---------- Source text
STDs, unplanned pregnancy, social awkwardness at keg parties — as unintended consequences of sex go, they’re all a walk in the park compared to, say, an unstoppable wraith that stalks frisky teens and is passed from victim to victim by, well … take a wild guess. David Robert Mitchell’s lo-fi, revisionist take on the slasher flick’s horny-teen-victim trope is filled with stylistic flourishes (that 360-degree pan is a stunner), pitch-perfect John Carpenter homages and a genuine sense that you’re watching a waking nightmare. Never has losing your V-card ever had a higher cost. CBWatch It Follows on Amazon Prime here

18

‘Us’ (2019)
--------------------
- _Job_: In the horror film review, which stylistic flourish is called a stunner?
---------- Data supplied
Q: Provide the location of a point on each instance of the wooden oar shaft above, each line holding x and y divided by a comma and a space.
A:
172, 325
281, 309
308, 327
--------------------
- _Task response_: The 360-degree pan.